:: ENUNCIADO ::
Devolva, sem nenhuma alteração, as linhas da listagem abaixo, começando na linha que contém "Retail shelf audit request: identify every sand visible" e terminando na linha que contém "589,88,819,397", ambas incluídas.

#### DADOS DA TAREFA ####

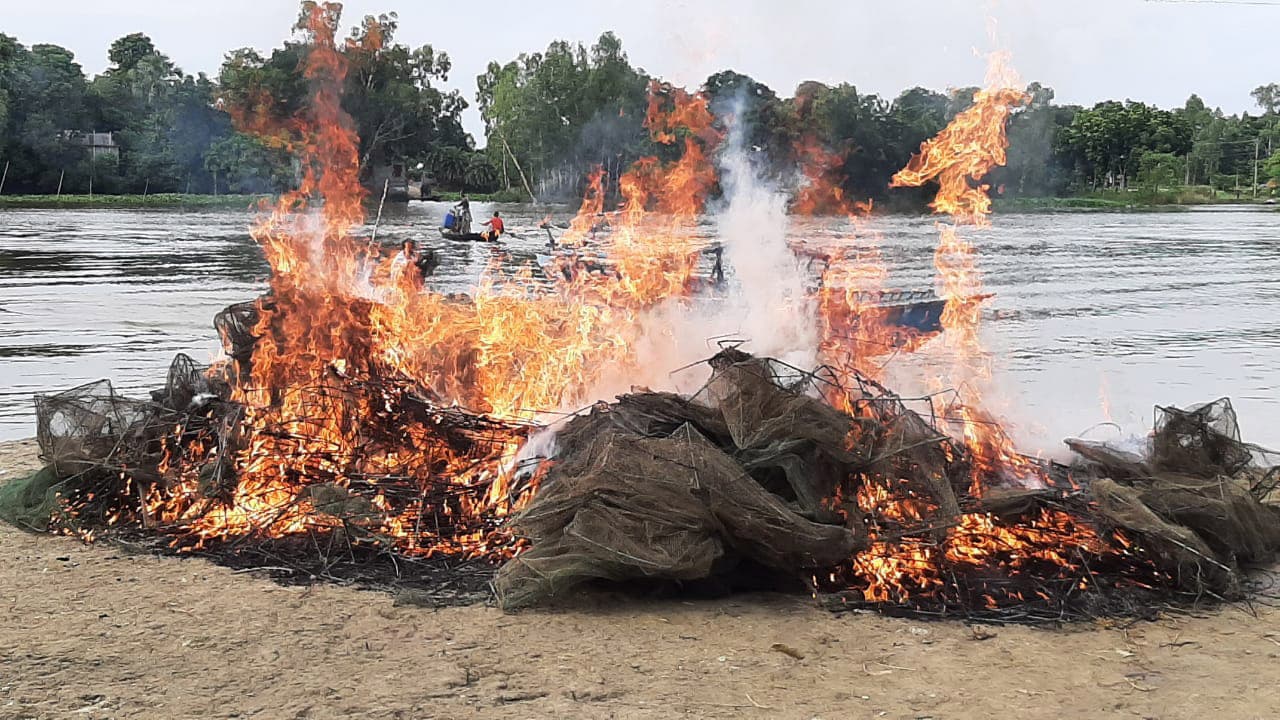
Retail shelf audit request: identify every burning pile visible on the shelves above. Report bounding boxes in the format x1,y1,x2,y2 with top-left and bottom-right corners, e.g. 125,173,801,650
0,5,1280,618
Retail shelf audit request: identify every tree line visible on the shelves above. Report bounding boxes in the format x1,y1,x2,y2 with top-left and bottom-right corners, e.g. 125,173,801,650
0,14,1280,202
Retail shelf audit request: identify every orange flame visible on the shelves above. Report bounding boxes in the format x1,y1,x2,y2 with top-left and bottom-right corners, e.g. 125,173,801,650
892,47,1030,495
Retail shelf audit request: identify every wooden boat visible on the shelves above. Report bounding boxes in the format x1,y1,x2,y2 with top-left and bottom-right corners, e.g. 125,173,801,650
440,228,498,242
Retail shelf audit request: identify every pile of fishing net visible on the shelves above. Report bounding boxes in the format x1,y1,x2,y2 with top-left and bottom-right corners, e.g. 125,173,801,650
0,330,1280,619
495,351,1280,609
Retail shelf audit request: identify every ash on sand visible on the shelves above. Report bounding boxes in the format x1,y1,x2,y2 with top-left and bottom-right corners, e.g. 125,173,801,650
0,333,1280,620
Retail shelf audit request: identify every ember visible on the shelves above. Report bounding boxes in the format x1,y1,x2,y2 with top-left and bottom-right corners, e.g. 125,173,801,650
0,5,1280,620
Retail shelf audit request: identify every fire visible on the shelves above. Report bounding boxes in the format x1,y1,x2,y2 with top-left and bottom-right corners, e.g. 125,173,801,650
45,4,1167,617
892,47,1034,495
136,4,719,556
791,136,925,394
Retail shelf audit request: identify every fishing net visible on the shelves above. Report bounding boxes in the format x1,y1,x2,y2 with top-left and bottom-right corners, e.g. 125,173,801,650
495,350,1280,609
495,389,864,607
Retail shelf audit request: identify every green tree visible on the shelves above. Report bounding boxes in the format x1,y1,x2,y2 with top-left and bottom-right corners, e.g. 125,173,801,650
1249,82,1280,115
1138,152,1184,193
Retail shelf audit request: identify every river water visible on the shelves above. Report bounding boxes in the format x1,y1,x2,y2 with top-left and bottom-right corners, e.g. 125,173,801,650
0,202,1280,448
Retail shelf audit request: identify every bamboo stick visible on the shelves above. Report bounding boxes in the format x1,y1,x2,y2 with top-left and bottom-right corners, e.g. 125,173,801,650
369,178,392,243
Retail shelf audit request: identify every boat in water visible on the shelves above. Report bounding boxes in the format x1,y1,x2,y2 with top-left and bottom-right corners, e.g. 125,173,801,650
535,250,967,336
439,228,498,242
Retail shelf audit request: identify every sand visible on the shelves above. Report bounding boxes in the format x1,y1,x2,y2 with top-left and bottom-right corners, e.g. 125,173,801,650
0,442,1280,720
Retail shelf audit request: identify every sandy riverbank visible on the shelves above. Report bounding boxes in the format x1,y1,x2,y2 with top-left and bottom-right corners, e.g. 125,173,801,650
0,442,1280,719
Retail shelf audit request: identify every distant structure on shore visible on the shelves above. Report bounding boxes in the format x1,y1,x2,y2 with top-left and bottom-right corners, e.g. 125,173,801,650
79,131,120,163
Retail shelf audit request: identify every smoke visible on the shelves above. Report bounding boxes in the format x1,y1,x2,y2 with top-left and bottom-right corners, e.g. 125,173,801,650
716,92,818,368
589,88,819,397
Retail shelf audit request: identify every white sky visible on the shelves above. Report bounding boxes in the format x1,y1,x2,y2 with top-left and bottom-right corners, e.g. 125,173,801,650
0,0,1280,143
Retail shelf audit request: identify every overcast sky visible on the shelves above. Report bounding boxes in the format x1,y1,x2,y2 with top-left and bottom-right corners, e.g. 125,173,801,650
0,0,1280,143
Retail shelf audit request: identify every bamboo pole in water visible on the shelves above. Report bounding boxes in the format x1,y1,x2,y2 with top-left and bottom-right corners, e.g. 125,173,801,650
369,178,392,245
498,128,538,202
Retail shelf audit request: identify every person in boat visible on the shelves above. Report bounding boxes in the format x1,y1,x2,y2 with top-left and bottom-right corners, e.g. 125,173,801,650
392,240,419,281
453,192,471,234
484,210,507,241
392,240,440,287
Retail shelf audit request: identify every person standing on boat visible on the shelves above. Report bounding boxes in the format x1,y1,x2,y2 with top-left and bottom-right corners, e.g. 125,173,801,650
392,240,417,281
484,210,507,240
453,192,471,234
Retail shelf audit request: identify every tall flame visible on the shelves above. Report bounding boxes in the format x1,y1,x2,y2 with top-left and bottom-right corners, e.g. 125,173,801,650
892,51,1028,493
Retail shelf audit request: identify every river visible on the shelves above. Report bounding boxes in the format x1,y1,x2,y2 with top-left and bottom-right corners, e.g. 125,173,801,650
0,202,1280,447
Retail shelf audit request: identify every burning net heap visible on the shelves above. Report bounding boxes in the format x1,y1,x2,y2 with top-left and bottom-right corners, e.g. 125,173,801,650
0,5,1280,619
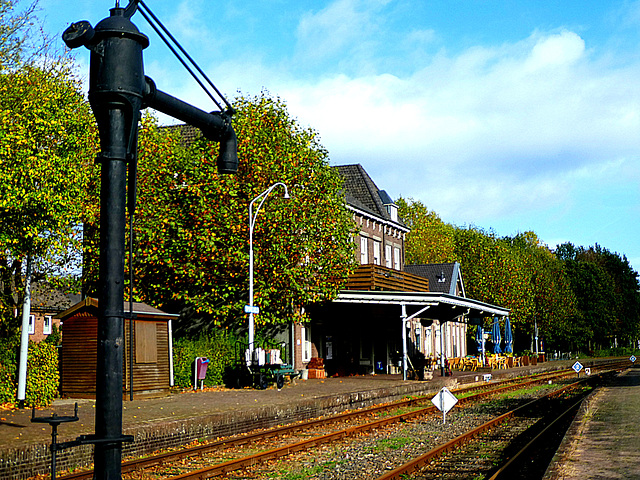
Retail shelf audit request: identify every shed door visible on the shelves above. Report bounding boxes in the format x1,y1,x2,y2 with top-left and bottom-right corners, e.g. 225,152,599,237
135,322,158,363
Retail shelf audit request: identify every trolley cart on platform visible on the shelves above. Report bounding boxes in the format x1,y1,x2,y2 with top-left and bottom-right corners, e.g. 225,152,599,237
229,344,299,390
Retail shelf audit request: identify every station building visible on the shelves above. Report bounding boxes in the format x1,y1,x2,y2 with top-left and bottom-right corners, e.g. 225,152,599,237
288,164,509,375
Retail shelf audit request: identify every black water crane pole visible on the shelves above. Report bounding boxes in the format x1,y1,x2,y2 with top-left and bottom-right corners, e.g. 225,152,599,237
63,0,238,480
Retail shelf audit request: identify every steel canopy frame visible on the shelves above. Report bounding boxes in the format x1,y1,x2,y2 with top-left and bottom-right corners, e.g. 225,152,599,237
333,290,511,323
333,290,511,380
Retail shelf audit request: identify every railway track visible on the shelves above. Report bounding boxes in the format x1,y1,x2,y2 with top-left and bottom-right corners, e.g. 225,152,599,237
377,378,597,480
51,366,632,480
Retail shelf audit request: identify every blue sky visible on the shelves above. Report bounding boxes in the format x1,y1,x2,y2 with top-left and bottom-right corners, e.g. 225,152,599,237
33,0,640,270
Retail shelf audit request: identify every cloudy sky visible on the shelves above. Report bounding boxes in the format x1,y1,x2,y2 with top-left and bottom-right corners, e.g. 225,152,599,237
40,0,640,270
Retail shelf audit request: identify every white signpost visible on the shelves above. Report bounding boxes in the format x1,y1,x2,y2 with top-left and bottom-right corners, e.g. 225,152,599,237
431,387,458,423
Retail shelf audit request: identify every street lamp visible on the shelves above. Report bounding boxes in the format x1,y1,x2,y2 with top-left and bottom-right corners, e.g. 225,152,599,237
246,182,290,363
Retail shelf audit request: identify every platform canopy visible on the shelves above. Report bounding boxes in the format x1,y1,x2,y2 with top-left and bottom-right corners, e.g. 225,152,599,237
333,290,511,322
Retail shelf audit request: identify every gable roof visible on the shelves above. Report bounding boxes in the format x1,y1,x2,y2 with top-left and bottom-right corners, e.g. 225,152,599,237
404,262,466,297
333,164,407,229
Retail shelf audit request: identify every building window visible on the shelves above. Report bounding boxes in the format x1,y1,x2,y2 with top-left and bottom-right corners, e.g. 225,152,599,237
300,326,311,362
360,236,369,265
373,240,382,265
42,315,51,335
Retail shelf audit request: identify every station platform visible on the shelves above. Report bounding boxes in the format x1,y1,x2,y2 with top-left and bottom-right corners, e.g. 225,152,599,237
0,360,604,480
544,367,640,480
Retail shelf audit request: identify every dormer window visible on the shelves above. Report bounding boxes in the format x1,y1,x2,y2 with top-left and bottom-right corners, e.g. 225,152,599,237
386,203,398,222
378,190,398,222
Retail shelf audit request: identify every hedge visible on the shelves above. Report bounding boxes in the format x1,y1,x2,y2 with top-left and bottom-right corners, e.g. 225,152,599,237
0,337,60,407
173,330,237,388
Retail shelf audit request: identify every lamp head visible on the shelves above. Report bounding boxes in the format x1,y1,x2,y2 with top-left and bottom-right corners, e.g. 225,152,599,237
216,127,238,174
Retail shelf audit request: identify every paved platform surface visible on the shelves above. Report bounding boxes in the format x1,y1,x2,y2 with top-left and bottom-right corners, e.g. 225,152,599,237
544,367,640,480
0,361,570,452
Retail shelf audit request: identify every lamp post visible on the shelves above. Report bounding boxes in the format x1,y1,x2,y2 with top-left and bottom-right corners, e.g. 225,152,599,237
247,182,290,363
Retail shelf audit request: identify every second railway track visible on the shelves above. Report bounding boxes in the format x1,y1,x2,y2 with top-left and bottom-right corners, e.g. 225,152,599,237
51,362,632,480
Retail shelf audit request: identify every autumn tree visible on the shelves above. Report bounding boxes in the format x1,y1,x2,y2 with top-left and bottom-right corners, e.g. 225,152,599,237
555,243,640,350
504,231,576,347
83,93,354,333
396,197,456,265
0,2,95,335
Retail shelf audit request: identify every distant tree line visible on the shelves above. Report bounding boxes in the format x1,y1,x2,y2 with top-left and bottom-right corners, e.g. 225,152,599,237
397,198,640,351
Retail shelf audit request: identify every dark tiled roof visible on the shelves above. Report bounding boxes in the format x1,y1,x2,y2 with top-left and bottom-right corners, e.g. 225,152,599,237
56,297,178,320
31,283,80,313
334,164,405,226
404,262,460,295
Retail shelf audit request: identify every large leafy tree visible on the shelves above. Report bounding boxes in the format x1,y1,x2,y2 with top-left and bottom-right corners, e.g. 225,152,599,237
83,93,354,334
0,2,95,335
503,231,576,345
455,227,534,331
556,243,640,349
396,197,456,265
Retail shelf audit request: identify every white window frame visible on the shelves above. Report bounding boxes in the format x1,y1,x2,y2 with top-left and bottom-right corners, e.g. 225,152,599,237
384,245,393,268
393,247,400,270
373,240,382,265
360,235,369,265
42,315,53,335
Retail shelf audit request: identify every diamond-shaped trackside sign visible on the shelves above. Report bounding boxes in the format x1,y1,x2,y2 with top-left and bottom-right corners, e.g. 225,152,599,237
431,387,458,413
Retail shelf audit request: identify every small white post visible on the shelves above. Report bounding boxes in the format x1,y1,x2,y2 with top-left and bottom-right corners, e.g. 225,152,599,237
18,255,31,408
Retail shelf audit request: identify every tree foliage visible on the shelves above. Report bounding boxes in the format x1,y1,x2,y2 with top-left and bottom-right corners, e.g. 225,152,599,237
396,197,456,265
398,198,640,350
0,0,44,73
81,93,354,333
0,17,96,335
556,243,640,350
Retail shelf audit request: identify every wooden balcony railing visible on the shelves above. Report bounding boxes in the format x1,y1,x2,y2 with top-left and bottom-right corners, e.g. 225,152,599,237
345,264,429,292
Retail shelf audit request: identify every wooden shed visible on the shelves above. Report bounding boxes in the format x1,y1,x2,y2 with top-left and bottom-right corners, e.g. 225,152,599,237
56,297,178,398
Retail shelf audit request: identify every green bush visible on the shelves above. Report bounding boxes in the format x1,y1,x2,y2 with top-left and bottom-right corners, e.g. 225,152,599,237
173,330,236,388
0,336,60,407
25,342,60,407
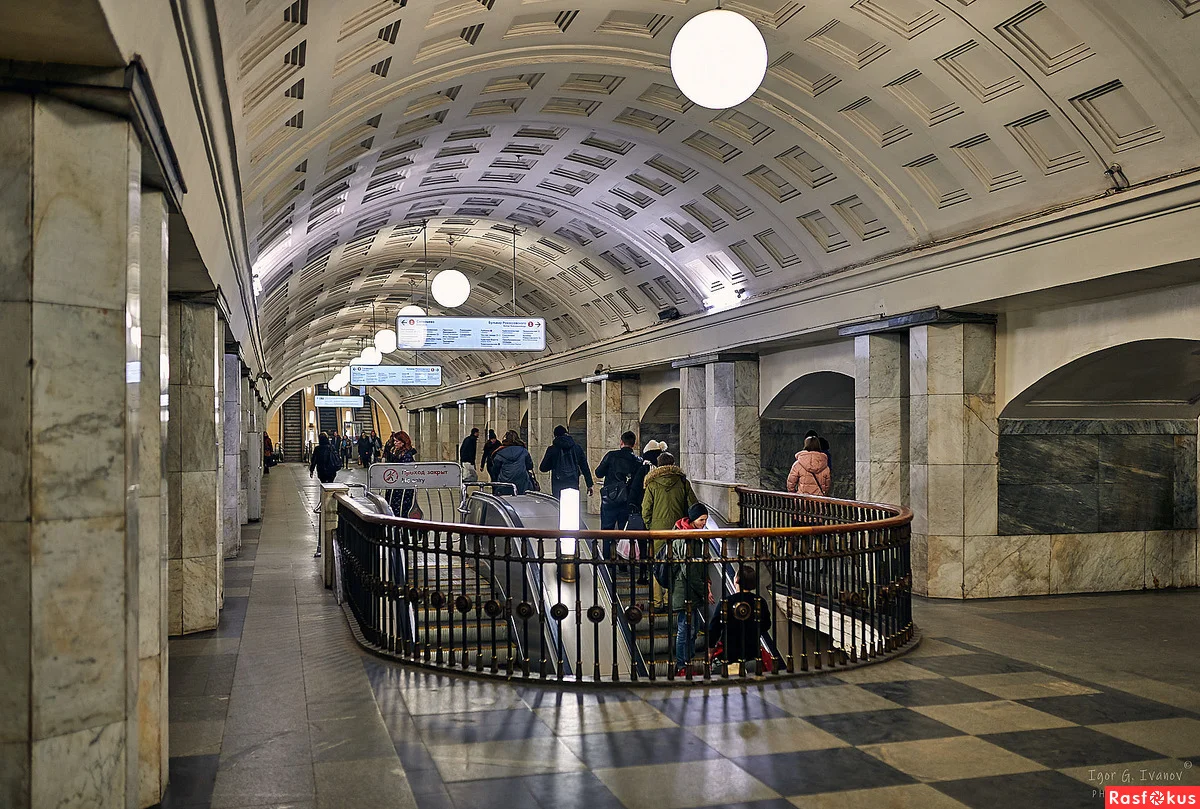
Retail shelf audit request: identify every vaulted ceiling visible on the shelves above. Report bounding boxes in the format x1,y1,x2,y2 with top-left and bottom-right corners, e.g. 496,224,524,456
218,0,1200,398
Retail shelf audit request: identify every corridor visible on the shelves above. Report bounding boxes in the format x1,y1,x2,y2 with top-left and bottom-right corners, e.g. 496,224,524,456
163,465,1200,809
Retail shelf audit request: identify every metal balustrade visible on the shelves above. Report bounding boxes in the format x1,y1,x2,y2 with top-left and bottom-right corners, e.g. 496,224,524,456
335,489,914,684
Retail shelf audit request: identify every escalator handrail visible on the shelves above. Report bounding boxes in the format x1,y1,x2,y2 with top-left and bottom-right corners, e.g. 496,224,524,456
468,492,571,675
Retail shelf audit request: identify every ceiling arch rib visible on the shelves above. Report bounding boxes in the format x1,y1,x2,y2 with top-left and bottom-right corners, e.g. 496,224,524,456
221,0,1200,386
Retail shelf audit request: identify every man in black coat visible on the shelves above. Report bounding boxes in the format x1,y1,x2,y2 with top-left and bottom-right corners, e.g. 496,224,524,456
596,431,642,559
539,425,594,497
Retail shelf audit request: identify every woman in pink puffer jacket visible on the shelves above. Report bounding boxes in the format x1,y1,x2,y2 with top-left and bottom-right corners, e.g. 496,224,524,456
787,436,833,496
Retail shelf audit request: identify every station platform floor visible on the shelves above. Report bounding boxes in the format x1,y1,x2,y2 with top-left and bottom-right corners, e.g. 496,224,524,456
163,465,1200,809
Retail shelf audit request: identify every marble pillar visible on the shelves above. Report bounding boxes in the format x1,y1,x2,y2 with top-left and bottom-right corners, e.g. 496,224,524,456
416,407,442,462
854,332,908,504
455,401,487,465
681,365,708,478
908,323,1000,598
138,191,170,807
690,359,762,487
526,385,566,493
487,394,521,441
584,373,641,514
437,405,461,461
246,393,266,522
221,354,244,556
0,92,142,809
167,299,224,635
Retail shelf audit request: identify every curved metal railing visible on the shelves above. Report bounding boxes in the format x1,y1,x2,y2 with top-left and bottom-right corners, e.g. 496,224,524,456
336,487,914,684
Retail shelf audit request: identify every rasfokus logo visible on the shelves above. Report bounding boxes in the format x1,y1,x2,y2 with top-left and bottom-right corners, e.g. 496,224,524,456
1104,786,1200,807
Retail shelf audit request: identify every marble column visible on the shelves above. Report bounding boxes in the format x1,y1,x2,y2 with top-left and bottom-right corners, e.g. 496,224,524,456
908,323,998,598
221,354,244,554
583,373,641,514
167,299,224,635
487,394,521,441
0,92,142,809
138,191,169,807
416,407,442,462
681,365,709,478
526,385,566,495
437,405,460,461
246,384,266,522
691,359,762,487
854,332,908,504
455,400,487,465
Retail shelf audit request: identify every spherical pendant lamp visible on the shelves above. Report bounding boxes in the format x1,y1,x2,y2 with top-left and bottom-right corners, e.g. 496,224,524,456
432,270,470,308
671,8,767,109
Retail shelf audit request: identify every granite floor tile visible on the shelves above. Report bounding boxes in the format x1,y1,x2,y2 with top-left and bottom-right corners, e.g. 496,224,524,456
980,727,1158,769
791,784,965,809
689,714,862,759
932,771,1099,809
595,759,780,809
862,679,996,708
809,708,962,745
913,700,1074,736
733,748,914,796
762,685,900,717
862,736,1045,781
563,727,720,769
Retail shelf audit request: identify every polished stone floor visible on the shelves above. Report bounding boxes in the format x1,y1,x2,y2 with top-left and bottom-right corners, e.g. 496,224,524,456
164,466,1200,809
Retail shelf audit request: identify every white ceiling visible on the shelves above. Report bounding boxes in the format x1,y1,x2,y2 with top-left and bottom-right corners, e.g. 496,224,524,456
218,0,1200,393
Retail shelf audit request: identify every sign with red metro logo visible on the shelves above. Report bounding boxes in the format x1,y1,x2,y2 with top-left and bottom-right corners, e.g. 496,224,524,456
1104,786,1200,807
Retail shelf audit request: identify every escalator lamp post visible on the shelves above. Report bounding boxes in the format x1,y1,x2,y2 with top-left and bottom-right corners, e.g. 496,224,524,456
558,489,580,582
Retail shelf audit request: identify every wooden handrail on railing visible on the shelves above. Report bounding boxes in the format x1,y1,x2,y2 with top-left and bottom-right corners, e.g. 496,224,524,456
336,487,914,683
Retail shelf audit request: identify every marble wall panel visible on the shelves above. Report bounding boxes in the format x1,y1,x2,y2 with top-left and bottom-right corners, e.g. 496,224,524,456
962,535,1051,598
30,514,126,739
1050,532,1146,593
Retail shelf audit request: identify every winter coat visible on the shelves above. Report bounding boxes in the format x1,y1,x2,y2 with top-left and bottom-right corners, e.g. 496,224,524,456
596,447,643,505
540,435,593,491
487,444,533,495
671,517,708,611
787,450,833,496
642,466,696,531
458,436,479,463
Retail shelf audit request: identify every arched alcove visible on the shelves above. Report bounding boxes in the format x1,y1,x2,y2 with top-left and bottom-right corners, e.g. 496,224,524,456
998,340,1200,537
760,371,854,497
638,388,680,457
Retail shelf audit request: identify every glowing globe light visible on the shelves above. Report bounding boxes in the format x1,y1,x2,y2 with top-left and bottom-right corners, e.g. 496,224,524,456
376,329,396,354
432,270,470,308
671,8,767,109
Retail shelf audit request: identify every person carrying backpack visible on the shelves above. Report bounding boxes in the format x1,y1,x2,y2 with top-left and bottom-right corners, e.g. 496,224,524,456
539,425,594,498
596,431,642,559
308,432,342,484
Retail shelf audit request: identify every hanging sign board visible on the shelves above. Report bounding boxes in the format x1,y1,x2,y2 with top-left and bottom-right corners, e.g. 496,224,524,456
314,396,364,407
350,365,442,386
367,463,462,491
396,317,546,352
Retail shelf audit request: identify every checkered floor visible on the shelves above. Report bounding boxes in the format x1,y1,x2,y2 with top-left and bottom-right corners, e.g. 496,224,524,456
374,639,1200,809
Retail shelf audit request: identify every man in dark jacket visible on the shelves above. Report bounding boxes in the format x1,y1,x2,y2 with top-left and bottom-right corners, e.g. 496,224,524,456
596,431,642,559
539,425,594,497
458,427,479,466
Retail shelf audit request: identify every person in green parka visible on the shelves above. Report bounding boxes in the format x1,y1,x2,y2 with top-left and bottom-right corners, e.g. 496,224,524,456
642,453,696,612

####

:: RESPOSTA ::
Retail shelf audit request: identify every sand visible on the shelves above. Report bounding boxes in the format x1,y1,x2,y2 with top-left and bottom-right corners, e.g. 125,173,801,650
0,442,1280,720
Retail shelf audit request: identify every sandy riverbank visible on the shelves above. Report bounding boxes in the format x1,y1,x2,y2 with top-left and bottom-right corners, e.g. 125,173,801,650
0,442,1280,719
Retail shelf audit request: identify every distant structure on shore visible on the shelves above. Report bounding boxes in the format x1,y1,x2,y2 with top-left and bottom-right corners, e.g. 125,173,801,650
79,131,120,163
Retail shelf audit request: identify every smoke visible on the shelves above. Report bounding boxes in the format x1,y1,x2,y2 with top-left and bottom-right corners, e.g. 125,173,801,650
716,92,818,368
589,88,819,397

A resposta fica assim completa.